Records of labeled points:
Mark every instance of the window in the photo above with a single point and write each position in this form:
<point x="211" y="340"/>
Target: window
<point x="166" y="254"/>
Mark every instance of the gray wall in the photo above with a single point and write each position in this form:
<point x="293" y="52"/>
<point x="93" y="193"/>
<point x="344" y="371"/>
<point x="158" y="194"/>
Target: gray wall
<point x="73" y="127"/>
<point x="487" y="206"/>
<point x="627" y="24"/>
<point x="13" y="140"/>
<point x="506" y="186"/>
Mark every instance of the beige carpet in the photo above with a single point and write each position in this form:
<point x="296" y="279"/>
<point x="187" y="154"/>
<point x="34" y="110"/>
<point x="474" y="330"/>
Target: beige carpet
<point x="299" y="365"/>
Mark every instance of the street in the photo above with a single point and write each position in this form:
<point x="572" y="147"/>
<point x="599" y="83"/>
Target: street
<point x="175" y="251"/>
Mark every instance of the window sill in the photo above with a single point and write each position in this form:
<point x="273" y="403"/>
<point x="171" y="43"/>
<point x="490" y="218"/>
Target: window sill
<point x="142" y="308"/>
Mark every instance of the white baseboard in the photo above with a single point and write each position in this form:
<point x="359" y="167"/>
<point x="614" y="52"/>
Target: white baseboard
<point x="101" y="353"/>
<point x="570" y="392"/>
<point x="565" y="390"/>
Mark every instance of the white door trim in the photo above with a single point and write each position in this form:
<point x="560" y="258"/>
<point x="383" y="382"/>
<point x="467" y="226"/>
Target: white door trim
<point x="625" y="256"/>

## STATED GOAL
Turn the records above into a JSON list of strings with one string per line, leaving out any blank lines.

## THE COMPLETED TASK
[
  "Mark every instance of the window in the photo above with a single point and write each position in this form:",
  "<point x=\"211\" y=\"340\"/>",
  "Target: window",
  "<point x=\"166\" y=\"254\"/>",
  "Mark every instance of the gray wall in the photo above with a single point and write each position in this form:",
  "<point x=\"293\" y=\"52\"/>",
  "<point x=\"93\" y=\"193\"/>",
  "<point x=\"344\" y=\"371\"/>",
  "<point x=\"158\" y=\"194\"/>",
  "Target: gray wall",
  "<point x=\"73\" y=\"127\"/>",
  "<point x=\"487\" y=\"206\"/>",
  "<point x=\"627\" y=\"24\"/>",
  "<point x=\"13\" y=\"140\"/>",
  "<point x=\"506\" y=\"186\"/>",
  "Mark every instance of the beige carpet in the photo above with a single point and write each position in this form:",
  "<point x=\"296\" y=\"279\"/>",
  "<point x=\"187\" y=\"154\"/>",
  "<point x=\"34\" y=\"110\"/>",
  "<point x=\"474\" y=\"330\"/>",
  "Target: beige carpet",
  "<point x=\"299\" y=\"365\"/>",
  "Mark every instance of the street in the photo above with a single point and write each position in this form:",
  "<point x=\"572\" y=\"147\"/>",
  "<point x=\"599\" y=\"83\"/>",
  "Target: street",
  "<point x=\"175\" y=\"251\"/>",
  "Mark every instance of the window sill in the photo above with a single point and write each position in this form:",
  "<point x=\"273\" y=\"403\"/>",
  "<point x=\"171\" y=\"43\"/>",
  "<point x=\"490\" y=\"218\"/>",
  "Target: window sill",
  "<point x=\"142\" y=\"308\"/>",
  "Mark every instance of the white baseboard in the photo above with a single point and write each position in this form:",
  "<point x=\"359\" y=\"167\"/>",
  "<point x=\"614\" y=\"52\"/>",
  "Target: white baseboard",
  "<point x=\"101\" y=\"353\"/>",
  "<point x=\"570\" y=\"392\"/>",
  "<point x=\"565\" y=\"390\"/>",
  "Mark every instance of the white door trim in the photo above with a single point and write each position in this form:",
  "<point x=\"560\" y=\"258\"/>",
  "<point x=\"383\" y=\"382\"/>",
  "<point x=\"467\" y=\"226\"/>",
  "Target: white door trim",
  "<point x=\"625\" y=\"256\"/>"
]